EXERCISE GOAL
Write out only the tail of the records, beginning at the line containing "one marker per instance, written like [291,102]" and including the last line, exactly as written.
··· GIVEN DATA
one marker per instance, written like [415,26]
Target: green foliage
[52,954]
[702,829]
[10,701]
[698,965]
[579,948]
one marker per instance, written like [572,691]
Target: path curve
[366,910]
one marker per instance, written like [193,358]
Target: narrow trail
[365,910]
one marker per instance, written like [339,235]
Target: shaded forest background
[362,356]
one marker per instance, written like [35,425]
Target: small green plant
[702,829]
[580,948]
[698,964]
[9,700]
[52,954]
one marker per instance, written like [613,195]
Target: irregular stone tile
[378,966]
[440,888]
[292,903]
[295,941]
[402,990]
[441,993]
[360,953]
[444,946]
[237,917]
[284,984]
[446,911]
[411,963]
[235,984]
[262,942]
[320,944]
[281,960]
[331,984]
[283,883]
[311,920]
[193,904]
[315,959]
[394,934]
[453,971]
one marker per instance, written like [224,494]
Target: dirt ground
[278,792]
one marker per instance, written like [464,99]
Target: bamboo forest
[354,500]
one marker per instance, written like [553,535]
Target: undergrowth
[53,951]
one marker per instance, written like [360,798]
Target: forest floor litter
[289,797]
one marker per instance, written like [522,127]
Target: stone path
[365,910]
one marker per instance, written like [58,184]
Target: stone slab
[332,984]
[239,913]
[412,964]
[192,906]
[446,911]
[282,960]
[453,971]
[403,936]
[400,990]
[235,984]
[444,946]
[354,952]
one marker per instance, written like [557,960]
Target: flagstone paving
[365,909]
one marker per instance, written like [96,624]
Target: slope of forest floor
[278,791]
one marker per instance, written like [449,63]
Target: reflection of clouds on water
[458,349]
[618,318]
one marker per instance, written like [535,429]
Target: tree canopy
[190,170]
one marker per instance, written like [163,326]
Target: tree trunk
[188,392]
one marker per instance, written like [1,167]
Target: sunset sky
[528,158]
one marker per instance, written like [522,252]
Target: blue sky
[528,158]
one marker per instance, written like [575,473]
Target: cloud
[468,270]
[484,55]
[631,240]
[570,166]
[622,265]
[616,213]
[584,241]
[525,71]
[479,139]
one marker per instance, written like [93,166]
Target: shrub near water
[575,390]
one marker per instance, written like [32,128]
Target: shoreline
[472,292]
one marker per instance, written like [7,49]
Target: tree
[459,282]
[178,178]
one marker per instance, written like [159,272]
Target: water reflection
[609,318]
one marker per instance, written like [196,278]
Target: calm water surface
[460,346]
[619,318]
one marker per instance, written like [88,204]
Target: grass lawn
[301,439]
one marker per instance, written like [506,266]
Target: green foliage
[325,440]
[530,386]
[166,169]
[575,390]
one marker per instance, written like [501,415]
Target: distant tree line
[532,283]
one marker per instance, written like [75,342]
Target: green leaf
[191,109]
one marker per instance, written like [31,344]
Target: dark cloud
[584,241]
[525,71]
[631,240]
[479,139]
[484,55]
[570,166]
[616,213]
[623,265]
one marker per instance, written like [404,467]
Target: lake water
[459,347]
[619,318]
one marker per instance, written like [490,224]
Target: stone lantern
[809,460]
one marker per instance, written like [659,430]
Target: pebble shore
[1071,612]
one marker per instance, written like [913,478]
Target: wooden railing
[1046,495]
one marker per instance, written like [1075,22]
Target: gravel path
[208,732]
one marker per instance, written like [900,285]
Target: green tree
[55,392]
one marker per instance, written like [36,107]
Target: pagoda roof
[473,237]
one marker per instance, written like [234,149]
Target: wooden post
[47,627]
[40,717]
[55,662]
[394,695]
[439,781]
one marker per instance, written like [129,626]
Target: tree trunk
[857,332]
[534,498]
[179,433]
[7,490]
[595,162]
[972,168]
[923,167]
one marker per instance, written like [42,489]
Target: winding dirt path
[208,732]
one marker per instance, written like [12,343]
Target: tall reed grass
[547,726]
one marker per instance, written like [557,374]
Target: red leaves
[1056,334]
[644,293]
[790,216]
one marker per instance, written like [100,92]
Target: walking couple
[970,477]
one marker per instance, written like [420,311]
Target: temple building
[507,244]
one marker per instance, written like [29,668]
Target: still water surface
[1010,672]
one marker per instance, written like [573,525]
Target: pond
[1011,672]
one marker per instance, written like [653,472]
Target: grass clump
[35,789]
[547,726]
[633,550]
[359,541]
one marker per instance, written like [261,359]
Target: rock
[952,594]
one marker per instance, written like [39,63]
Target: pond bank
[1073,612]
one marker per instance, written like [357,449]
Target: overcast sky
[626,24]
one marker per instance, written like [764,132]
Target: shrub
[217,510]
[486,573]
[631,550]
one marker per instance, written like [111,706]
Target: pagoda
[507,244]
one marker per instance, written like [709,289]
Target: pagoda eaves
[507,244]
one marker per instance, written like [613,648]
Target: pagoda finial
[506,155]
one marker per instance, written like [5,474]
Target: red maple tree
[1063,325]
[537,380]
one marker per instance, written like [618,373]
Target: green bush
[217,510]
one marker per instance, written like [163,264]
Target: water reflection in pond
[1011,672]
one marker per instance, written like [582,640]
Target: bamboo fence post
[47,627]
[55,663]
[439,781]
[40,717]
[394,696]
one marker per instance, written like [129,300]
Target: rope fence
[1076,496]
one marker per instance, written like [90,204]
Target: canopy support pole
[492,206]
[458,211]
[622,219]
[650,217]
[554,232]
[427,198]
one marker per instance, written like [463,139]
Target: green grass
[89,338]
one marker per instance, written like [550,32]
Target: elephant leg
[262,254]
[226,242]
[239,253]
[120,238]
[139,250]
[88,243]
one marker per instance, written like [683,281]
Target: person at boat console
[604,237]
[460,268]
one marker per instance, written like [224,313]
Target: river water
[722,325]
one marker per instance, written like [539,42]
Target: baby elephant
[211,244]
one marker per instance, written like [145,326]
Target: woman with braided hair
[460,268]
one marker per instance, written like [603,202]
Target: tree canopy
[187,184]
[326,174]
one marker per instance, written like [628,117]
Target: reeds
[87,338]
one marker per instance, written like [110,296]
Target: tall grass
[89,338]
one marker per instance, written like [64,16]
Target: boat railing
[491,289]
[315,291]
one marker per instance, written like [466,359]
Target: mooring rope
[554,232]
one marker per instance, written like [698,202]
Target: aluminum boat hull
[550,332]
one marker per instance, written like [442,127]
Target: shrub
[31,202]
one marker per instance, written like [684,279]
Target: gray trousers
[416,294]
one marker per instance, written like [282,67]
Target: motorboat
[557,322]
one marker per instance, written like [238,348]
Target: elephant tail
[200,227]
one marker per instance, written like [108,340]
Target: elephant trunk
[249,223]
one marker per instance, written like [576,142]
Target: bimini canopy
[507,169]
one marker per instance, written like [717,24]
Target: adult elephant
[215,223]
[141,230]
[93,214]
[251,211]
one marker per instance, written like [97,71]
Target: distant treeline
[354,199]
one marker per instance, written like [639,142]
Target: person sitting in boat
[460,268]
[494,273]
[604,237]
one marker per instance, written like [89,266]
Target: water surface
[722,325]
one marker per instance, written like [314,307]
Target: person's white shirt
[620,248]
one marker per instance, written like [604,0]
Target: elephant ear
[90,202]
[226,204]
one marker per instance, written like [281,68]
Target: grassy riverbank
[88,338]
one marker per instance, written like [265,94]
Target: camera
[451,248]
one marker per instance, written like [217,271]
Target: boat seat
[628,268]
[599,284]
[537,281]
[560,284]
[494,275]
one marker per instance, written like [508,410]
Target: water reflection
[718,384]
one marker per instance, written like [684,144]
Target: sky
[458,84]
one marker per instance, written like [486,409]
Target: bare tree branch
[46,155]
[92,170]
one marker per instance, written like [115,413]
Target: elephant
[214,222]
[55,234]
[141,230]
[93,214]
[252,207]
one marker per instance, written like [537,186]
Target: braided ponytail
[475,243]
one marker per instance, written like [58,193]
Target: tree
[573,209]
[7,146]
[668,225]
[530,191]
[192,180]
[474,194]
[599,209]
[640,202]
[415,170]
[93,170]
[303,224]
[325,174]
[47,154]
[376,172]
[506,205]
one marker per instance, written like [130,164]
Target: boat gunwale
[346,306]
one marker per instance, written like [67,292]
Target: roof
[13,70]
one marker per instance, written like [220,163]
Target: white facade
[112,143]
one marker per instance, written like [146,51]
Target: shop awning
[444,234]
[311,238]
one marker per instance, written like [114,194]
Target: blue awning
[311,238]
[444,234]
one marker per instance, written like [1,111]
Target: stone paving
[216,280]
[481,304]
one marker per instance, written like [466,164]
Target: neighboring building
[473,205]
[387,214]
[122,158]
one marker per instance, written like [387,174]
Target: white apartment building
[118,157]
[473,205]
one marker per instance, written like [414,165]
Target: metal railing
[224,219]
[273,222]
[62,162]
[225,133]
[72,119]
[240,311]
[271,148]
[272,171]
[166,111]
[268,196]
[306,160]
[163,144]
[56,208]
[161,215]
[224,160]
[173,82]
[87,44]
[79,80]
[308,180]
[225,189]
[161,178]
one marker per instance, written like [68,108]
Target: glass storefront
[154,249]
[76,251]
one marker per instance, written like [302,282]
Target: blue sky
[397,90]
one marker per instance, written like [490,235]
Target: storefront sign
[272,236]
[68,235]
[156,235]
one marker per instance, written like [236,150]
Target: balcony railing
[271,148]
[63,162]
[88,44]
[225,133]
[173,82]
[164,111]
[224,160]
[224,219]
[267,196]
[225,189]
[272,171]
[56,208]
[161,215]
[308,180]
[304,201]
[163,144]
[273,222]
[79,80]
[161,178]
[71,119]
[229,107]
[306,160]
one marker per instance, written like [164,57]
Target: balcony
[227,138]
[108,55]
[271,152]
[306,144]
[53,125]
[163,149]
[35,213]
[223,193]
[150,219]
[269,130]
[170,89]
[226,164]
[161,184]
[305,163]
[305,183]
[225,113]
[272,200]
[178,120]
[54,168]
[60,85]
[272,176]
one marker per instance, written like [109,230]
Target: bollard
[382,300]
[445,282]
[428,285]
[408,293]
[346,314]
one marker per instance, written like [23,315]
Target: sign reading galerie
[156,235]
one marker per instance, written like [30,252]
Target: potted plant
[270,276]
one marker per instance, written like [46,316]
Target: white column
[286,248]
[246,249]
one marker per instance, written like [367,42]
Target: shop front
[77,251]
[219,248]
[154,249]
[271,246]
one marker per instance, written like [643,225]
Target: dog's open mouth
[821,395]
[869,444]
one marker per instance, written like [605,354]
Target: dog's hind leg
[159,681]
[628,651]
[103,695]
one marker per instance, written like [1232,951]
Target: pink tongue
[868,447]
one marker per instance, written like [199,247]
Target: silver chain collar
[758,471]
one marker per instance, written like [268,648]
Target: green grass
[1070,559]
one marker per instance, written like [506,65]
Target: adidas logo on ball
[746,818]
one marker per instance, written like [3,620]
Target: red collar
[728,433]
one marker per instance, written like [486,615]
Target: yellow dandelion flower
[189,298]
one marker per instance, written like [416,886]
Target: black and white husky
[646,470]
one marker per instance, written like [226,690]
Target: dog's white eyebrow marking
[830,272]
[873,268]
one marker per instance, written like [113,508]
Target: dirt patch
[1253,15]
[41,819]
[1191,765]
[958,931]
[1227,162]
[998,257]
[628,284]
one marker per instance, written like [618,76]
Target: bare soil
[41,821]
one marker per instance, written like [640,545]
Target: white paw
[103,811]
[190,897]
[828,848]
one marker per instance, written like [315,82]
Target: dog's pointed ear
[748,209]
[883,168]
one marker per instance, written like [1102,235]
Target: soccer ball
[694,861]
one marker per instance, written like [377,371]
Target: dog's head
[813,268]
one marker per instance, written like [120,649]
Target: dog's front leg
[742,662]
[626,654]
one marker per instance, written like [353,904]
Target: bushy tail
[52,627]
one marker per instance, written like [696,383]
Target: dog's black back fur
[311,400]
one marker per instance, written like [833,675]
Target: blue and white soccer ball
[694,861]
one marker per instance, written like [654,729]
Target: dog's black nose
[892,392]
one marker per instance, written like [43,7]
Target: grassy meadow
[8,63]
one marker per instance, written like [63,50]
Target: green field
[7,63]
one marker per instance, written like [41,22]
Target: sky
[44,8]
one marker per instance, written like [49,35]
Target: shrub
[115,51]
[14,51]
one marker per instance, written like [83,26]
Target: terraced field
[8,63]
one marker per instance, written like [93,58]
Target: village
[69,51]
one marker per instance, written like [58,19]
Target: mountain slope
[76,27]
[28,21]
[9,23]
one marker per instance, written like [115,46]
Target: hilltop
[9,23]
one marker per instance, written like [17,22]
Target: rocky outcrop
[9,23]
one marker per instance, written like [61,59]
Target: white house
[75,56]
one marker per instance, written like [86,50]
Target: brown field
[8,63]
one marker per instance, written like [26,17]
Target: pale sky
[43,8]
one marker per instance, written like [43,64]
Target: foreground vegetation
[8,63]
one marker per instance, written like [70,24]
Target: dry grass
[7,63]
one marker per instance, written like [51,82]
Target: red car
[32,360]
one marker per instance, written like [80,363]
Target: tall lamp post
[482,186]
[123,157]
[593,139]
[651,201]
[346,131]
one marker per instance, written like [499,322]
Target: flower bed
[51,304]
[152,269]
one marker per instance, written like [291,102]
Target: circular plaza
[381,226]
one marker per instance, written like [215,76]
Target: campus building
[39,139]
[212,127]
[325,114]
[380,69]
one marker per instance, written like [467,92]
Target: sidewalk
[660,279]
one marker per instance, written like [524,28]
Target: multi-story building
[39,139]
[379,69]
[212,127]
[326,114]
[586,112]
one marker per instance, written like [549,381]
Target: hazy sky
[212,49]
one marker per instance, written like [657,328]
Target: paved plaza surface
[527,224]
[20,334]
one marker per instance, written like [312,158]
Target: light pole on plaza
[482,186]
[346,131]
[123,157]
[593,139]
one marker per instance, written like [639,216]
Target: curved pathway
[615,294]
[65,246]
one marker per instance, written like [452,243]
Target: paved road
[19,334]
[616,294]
······
ANSWER TO THIS PROBLEM
one marker per instance, written like [291,102]
Target: circular plaza
[381,226]
one marker per instance, written like [215,76]
Target: campus building
[39,139]
[212,127]
[325,114]
[380,69]
one marker per instance, written like [467,92]
Target: sidewalk
[660,279]
one marker per instance, written like [524,28]
Target: multi-story building
[39,139]
[379,69]
[212,127]
[326,114]
[586,112]
one marker per instance, written like [549,381]
Target: hazy sky
[212,49]
one marker per instance, written like [657,328]
Target: paved plaza surface
[527,224]
[20,334]
one marker per instance, written like [312,158]
Target: light pole on plaza
[482,186]
[346,131]
[123,157]
[593,139]
one marker per instance, written like [639,216]
Target: curved pathway
[615,294]
[65,246]
one marker per instance, written like [452,243]
Target: paved road
[19,334]
[616,294]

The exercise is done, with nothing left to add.